§ TASK ITEM
All of the entries below are to be copied word for word.
□ □ □ □
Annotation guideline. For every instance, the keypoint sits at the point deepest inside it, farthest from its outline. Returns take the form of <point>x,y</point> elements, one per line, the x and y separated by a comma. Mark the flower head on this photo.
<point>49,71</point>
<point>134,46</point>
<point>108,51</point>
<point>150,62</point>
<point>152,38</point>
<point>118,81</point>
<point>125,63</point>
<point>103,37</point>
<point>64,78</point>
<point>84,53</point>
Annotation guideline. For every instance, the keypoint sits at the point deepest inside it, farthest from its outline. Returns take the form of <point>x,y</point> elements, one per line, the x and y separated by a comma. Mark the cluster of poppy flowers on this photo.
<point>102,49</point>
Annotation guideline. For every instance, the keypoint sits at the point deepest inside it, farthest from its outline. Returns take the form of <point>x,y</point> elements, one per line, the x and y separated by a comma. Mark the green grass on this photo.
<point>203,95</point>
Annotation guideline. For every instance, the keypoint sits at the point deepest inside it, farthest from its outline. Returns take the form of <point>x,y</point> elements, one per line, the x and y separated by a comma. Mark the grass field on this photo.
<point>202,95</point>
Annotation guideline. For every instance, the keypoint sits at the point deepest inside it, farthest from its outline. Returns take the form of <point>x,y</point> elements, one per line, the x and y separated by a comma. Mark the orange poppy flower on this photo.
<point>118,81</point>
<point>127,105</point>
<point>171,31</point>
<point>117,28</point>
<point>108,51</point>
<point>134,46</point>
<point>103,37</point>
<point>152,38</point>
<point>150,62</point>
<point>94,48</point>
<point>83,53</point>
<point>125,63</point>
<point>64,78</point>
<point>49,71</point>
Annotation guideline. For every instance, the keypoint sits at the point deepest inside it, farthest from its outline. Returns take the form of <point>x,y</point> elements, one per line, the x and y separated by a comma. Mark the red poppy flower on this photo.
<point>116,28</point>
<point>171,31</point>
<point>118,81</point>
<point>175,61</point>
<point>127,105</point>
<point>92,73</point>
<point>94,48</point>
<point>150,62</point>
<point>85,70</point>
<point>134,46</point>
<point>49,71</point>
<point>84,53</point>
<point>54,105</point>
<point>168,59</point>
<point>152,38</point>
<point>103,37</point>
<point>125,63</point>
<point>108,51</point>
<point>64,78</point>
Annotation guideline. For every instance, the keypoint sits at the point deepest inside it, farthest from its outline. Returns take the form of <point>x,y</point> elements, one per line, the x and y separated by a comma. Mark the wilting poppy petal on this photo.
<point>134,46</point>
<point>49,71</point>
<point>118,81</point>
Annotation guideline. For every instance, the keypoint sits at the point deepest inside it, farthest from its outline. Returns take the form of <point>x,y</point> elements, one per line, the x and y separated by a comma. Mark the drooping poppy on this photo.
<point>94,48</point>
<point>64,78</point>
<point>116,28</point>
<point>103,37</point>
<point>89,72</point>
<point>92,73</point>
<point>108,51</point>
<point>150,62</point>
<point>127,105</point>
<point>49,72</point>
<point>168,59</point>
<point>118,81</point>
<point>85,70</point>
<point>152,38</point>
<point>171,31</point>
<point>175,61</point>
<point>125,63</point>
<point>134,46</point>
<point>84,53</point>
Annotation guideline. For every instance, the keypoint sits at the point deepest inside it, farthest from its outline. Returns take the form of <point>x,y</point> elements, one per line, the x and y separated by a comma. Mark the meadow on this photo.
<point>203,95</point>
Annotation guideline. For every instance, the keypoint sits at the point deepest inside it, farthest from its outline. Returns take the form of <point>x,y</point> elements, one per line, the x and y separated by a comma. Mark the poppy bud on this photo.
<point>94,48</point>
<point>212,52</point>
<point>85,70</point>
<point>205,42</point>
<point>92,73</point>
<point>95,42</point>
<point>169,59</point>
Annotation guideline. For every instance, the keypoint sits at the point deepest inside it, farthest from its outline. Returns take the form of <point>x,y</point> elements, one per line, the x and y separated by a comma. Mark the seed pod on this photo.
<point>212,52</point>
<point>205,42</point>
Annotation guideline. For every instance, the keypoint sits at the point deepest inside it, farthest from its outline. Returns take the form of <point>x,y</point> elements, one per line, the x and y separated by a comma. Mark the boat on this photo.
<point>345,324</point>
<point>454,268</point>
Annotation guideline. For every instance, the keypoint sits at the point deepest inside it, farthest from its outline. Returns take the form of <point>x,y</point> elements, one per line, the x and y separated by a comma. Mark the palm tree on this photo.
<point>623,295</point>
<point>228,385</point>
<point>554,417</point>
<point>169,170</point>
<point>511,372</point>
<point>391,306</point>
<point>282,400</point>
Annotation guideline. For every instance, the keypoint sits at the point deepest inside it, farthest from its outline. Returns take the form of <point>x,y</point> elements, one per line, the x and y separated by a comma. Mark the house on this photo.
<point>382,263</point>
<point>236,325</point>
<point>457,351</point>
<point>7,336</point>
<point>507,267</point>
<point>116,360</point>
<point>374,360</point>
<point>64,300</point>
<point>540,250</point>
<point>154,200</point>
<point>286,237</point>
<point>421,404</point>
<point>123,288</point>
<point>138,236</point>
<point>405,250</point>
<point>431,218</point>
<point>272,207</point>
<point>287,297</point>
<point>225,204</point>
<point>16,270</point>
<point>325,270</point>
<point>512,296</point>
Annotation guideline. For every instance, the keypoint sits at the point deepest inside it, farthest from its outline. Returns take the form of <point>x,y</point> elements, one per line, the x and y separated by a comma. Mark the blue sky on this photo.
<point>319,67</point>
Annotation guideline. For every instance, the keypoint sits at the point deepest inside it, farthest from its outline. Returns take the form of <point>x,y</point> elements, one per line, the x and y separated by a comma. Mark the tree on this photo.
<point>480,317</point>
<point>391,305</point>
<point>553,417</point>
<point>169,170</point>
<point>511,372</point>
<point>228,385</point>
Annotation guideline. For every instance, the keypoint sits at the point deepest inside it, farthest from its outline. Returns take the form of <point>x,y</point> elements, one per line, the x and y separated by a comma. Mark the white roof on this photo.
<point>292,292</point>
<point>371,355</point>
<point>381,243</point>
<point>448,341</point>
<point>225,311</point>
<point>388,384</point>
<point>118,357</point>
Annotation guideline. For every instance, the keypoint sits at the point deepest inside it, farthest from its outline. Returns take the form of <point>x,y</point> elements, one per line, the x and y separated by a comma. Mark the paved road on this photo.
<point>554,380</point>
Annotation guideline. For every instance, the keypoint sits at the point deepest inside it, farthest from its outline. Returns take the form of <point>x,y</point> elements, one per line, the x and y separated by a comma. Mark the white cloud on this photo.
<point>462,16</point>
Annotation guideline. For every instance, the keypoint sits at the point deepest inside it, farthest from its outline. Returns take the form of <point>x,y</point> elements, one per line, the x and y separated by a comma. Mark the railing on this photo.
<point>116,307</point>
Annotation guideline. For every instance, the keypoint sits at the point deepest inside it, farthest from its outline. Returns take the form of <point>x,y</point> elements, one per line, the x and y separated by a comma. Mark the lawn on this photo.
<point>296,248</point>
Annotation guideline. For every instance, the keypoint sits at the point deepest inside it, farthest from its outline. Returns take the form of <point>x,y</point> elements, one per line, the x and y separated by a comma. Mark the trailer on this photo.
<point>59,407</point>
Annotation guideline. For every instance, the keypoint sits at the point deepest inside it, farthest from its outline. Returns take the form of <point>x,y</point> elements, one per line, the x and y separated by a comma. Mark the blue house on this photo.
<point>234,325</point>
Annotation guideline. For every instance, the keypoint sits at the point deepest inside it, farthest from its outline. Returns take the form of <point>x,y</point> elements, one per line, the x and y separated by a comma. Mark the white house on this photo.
□ □ □ □
§ EXPECTED ANSWER
Annotation guideline. For every instance, the keypoint sits at the point deepest inside it, farthest from its outline. Returns take the form of <point>x,y</point> elements, one per line, the x and y separated by a comma. Mark the flower head on this photo.
<point>49,71</point>
<point>134,46</point>
<point>108,51</point>
<point>150,62</point>
<point>152,38</point>
<point>118,81</point>
<point>125,63</point>
<point>103,37</point>
<point>64,78</point>
<point>84,53</point>
Annotation guideline. For every instance, the keypoint sits at the point deepest inside it, farthest from its outline. Returns take the form of <point>x,y</point> elements, one per line, the x and y separated by a comma. Mark the cluster of poppy flowers on this photo.
<point>102,49</point>
Annotation guideline. For every instance, the keypoint sits at the point deepest inside it, farthest from its outline. Returns take the form of <point>x,y</point> elements, one per line, the x and y separated by a comma. Mark the green grass on this photo.
<point>203,95</point>
Annotation guideline. For every instance, the keypoint sits at the point deepest inside it, farthest from its outline. Returns take the form of <point>x,y</point> elements, one per line, the x and y separated by a comma. Mark the grass field on this photo.
<point>202,95</point>
Annotation guideline. For every instance, the keypoint sits at the point deepest inside it, farthest from its outline. Returns take the form of <point>x,y</point> elements, one per line, the x and y separated by a comma. Mark the orange poppy flower on this photo.
<point>118,81</point>
<point>127,105</point>
<point>171,31</point>
<point>117,28</point>
<point>108,51</point>
<point>134,46</point>
<point>103,37</point>
<point>152,38</point>
<point>150,62</point>
<point>94,48</point>
<point>83,53</point>
<point>125,63</point>
<point>64,78</point>
<point>49,71</point>
Annotation guideline. For every instance, the keypoint sits at the point deepest inside it, farthest from its outline. Returns take the form of <point>x,y</point> elements, one per line, the x and y separated by a comma. Mark the red poppy flower on this photo.
<point>116,28</point>
<point>171,31</point>
<point>118,81</point>
<point>175,61</point>
<point>127,105</point>
<point>92,73</point>
<point>94,48</point>
<point>150,62</point>
<point>85,70</point>
<point>134,46</point>
<point>49,71</point>
<point>84,53</point>
<point>54,105</point>
<point>168,59</point>
<point>152,38</point>
<point>103,37</point>
<point>125,63</point>
<point>108,51</point>
<point>64,78</point>
Annotation guideline. For every instance, the keypoint sits at the point deepest inside it, farthest from its outline. Returns take the form of <point>x,y</point> elements, one per line, the x and y separated by a comma. Mark the wilting poppy petal on this photo.
<point>134,46</point>
<point>49,71</point>
<point>118,81</point>
Annotation guideline. For every instance, the keypoint sits at the point deepest inside it, farthest from its outline. Returns take the form of <point>x,y</point> elements, one per line, the x and y separated by a comma. Mark the drooping poppy on this photo.
<point>94,48</point>
<point>64,78</point>
<point>116,28</point>
<point>103,37</point>
<point>89,72</point>
<point>92,73</point>
<point>108,51</point>
<point>150,62</point>
<point>127,105</point>
<point>49,72</point>
<point>168,59</point>
<point>118,81</point>
<point>85,70</point>
<point>152,38</point>
<point>171,31</point>
<point>175,61</point>
<point>125,63</point>
<point>134,46</point>
<point>84,53</point>
Annotation guideline. For every instance, the keypoint sits at the point deepest inside it, farthest from its outline. Returns take the form of <point>x,y</point> elements, one per line, the x and y separated by a comma. Mark the meadow on this photo.
<point>203,95</point>
Annotation guideline. For every instance, the keypoint sits at the point deepest inside it, farthest from its outline. Returns take the form of <point>x,y</point> elements, one per line, the x and y separated by a comma. Mark the poppy bud on this photo.
<point>94,48</point>
<point>212,52</point>
<point>85,70</point>
<point>205,42</point>
<point>92,73</point>
<point>95,42</point>
<point>169,59</point>
Annotation guideline. For every instance, the keypoint sits at the point deepest inside it, farthest from its outline. Returns take the form of <point>x,y</point> elements, one per line, the x and y separated by a comma. Mark the seed pod on this photo.
<point>212,52</point>
<point>205,42</point>
Annotation guideline. For every instance, the keypoint sits at the point deepest inside it, farthest from its outline. Returns take the form of <point>x,y</point> elements, one per line, the x and y separated by a comma. Mark the boat on this photo.
<point>345,324</point>
<point>454,268</point>
Annotation guideline. For every instance, the keypoint sits at the point deepest inside it, farthest from its outline. Returns take the form of <point>x,y</point> elements, one per line, the x and y separated by a comma. Mark the palm tree on this photo.
<point>623,295</point>
<point>228,385</point>
<point>554,417</point>
<point>169,170</point>
<point>511,372</point>
<point>391,306</point>
<point>282,400</point>
Annotation guideline. For every instance, the keypoint sits at the point deepest inside it, farthest from its outline. Returns take the form of <point>x,y</point> elements, one per line, the x and y separated by a comma. Mark the house on this photo.
<point>382,263</point>
<point>236,325</point>
<point>457,351</point>
<point>7,336</point>
<point>507,267</point>
<point>116,360</point>
<point>374,360</point>
<point>64,300</point>
<point>540,250</point>
<point>154,200</point>
<point>286,237</point>
<point>421,404</point>
<point>123,288</point>
<point>138,236</point>
<point>405,250</point>
<point>431,218</point>
<point>272,207</point>
<point>287,297</point>
<point>225,204</point>
<point>16,270</point>
<point>325,270</point>
<point>512,296</point>
Annotation guideline. For every instance, the keypoint sits at the point deepest inside it, farthest from its outline. Returns take the form of <point>x,y</point> elements, one per line, the x and y separated by a comma. Mark the blue sky on this photo.
<point>319,67</point>
Annotation guideline. For every instance, the keypoint sits at the point deepest inside it, farthest from its outline. Returns take the form of <point>x,y</point> elements, one per line, the x and y separated by a comma. Mark the tree on this photo.
<point>480,317</point>
<point>391,305</point>
<point>553,417</point>
<point>169,170</point>
<point>511,372</point>
<point>228,385</point>
Annotation guideline. For every instance, the keypoint sits at the point deepest inside it, farthest from its outline. Returns take the form of <point>x,y</point> elements, one per line, the x and y separated by a comma. Mark the white roof on this photo.
<point>292,292</point>
<point>371,355</point>
<point>381,243</point>
<point>448,341</point>
<point>225,311</point>
<point>388,384</point>
<point>118,357</point>
Annotation guideline. For every instance, the keypoint sits at the point deepest inside it, farthest from its outline. Returns take the form of <point>x,y</point> elements, one per line, the x and y separated by a comma. Mark the paved road on this photo.
<point>554,380</point>
Annotation guideline. For every instance, the keypoint sits at the point deepest inside it, farthest from its outline. Returns take the form of <point>x,y</point> elements, one per line, the x and y separated by a comma. Mark the white cloud on this photo.
<point>462,16</point>
Annotation guideline. For every instance, the keypoint sits at the point deepest inside it, farthest from its outline. Returns take the form of <point>x,y</point> elements, one per line, the x and y separated by a comma. Mark the railing on this photo.
<point>116,307</point>
Annotation guideline. For every instance, the keypoint sits at the point deepest inside it, farthest from its outline. Returns take the form of <point>x,y</point> elements, one per line, the x and y separated by a comma. Mark the lawn on this photo.
<point>296,248</point>
Annotation guideline. For every instance, the keypoint sits at the point deepest inside it, farthest from its outline. Returns take the form of <point>x,y</point> elements, one per line, the x and y separated by a comma. Mark the trailer on this photo.
<point>59,407</point>
Annotation guideline. For every instance, the keypoint sits at the point deepest inside it, farthest from its outline. Returns take the form of <point>x,y</point> elements, one per line, the x and y separated by a comma. Mark the blue house on this photo.
<point>234,325</point>
Annotation guideline. For every instance, the keypoint sits at the point deepest inside it, farthest from its outline. Returns take the form of <point>x,y</point> elements, one per line, the x and y separated by a comma. Mark the white house on this photo.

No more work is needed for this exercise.